(Natural language region descriptions)
◇ ◇ ◇

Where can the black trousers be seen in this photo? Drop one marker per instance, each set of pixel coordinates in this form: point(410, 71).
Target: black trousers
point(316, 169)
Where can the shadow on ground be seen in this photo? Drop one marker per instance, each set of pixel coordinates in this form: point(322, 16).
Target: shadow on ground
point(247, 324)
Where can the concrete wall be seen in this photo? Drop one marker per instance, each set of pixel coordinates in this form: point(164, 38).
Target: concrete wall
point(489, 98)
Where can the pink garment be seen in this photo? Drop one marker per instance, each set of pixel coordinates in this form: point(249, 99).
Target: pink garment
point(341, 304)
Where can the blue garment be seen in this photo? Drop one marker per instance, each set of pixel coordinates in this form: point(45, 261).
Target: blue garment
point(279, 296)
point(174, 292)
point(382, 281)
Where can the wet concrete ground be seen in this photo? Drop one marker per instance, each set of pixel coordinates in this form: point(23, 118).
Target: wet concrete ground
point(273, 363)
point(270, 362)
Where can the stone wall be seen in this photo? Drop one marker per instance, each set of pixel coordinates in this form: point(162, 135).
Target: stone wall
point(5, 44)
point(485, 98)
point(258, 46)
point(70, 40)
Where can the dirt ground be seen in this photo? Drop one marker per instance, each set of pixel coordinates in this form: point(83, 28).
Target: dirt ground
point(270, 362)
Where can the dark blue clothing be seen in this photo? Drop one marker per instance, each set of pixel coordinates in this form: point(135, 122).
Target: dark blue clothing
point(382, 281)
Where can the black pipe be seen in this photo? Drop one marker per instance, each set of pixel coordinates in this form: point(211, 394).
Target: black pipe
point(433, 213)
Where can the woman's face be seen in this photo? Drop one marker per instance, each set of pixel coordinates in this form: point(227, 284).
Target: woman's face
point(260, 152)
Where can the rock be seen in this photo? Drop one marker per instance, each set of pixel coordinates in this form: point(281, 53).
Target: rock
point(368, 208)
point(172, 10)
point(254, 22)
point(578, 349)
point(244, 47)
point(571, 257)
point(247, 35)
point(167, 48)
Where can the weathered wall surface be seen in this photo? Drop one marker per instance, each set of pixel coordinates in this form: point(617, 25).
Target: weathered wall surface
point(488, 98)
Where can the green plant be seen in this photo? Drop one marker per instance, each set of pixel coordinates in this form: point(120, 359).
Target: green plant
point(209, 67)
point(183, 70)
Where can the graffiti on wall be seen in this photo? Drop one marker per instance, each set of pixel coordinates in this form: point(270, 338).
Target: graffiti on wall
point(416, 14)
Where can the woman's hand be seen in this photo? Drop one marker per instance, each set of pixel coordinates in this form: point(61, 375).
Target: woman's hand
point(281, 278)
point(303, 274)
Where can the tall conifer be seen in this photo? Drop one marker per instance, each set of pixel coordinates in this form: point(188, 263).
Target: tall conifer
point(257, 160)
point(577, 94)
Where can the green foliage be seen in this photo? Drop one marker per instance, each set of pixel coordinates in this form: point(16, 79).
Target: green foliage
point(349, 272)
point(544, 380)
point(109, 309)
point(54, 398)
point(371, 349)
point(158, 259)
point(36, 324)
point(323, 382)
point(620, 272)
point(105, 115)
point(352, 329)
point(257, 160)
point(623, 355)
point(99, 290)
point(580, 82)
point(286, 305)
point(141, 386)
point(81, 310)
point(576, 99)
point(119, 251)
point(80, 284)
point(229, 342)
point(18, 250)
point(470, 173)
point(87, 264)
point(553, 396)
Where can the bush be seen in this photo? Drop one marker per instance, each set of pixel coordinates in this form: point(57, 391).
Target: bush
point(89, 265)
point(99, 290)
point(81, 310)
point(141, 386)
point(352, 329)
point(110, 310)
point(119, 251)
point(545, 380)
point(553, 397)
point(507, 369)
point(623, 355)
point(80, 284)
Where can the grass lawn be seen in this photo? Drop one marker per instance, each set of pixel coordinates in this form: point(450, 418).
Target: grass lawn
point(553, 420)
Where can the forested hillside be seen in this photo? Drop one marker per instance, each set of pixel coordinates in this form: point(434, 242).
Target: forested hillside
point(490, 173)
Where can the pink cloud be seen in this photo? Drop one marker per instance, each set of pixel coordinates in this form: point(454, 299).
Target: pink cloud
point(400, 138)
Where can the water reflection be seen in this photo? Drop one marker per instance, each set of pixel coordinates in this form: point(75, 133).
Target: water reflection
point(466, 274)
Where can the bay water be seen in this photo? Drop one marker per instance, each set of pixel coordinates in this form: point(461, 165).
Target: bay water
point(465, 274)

◇ ◇ ◇

PROBLEM DETAILS: Line by line, repeat the data exactly.

OUTPUT FOR THIS TASK:
Where can the black trousers be seen in this photo? Drop one marker per instance, each set of pixel coordinates in this form: point(410, 71).
Target: black trousers
point(316, 169)
Where can the shadow on ground be seen in this photo? Drop one marker per instance, each set of pixel coordinates in this form: point(322, 16).
Target: shadow on ground
point(247, 324)
Where can the concrete wall be seen in this photo? Drop one marker per instance, each set of pixel coordinates in this form: point(164, 38).
Target: concrete wall
point(489, 98)
Where can the pink garment be seen in this photo? Drop one marker per instance, each set of pixel coordinates in this form: point(249, 99).
Target: pink garment
point(341, 304)
Where can the blue garment be seen in this photo? Drop one marker per instance, each set of pixel coordinates in this form: point(45, 261).
Target: blue garment
point(279, 296)
point(174, 292)
point(382, 281)
Where can the wet concrete ground be seen in this photo? Drop one marker per instance, each set of pixel coordinates in this form: point(23, 118).
Target: wet concrete ground
point(273, 363)
point(270, 362)
Where can the stone wall be seen in this photo? Drop one marker per instance, each set of pixel coordinates in this form: point(162, 135).
Target: stone wall
point(5, 44)
point(485, 98)
point(258, 46)
point(70, 40)
Where can the dirt ground be seen in this photo? Drop one marker per instance, each set of pixel coordinates in this form: point(83, 28).
Target: dirt ground
point(270, 362)
Where can the dark blue clothing be seen in this photo? Drop one marker per instance, each set of pixel coordinates in this form: point(135, 122).
Target: dark blue clothing
point(382, 281)
Where can the black pipe be seen in this photo? Drop one marker per instance, each set of pixel coordinates in this form: point(211, 394).
Target: black pipe
point(433, 213)
Where can the woman's face be seen in this photo? Drop one marker per instance, each set of pixel coordinates in this form: point(227, 284).
Target: woman's face
point(260, 152)
Where can the rock be seen in this photo? Drop one marker per instance, each set of pixel coordinates in this form: point(281, 53).
Target: rock
point(368, 208)
point(172, 10)
point(254, 22)
point(578, 349)
point(244, 47)
point(571, 257)
point(247, 35)
point(167, 48)
Where can the weathered wall surface be seen in this photo? Drop one marker per instance, each set of pixel coordinates in this form: point(617, 25).
Target: weathered wall surface
point(488, 98)
Where can the green plant be seen in this photo? Drop one marker per instance, each set of pixel coordinates in this form: point(120, 359).
Target: green plant
point(209, 67)
point(183, 70)
Where can the graffiti on wall be seen in this photo? Drop one marker per instance, each set of pixel coordinates in this form: point(270, 338).
Target: graffiti on wall
point(416, 14)
Where can the woman's hand be seen in this photo? Drop one marker per instance, each set of pixel coordinates in this form: point(61, 375).
Target: woman's hand
point(281, 278)
point(303, 274)
Where can the tall conifer be seen in this photo? Drop one marker per instance, each set of pixel coordinates in this form: point(188, 263).
Target: tall conifer
point(257, 160)
point(577, 94)
Where can the green foliage be seen in this photo? Drop one marker per instance, each set of pixel coordinates in this form: point(16, 79).
Target: green foliage
point(349, 272)
point(544, 380)
point(109, 309)
point(54, 398)
point(371, 349)
point(158, 259)
point(36, 324)
point(323, 382)
point(620, 272)
point(105, 115)
point(352, 329)
point(257, 160)
point(623, 355)
point(99, 290)
point(580, 82)
point(286, 305)
point(141, 386)
point(81, 310)
point(576, 99)
point(119, 251)
point(80, 284)
point(229, 342)
point(18, 250)
point(470, 173)
point(87, 264)
point(553, 396)
Where can the bush be seen in this photo? Drop one marker per instance, each set of pixel coordinates in this form: point(57, 391).
Target: bush
point(89, 265)
point(99, 290)
point(81, 310)
point(141, 386)
point(352, 329)
point(110, 310)
point(119, 251)
point(545, 380)
point(553, 397)
point(507, 369)
point(623, 355)
point(80, 284)
Where can the grass lawn be seen in this photo? Drop one marker per instance, each set of pixel coordinates in this form: point(450, 418).
Target: grass lawn
point(553, 420)
Where can the forested hillside be seen in this photo? Drop one marker per instance, each set of pixel coordinates in this form: point(434, 242).
Target: forested hillside
point(490, 173)
Where can the pink cloud be seen in this photo? Drop one marker per instance, each set of pixel coordinates in this form: point(454, 299).
Target: pink cloud
point(400, 138)
Where can the water reflection be seen in this photo? Drop one marker per instance, each set of pixel coordinates in this form: point(75, 133).
Target: water reflection
point(466, 274)
Where can the bay water be seen in this photo? Drop one marker per instance, each set of pixel coordinates in this form: point(461, 165).
Target: bay water
point(465, 274)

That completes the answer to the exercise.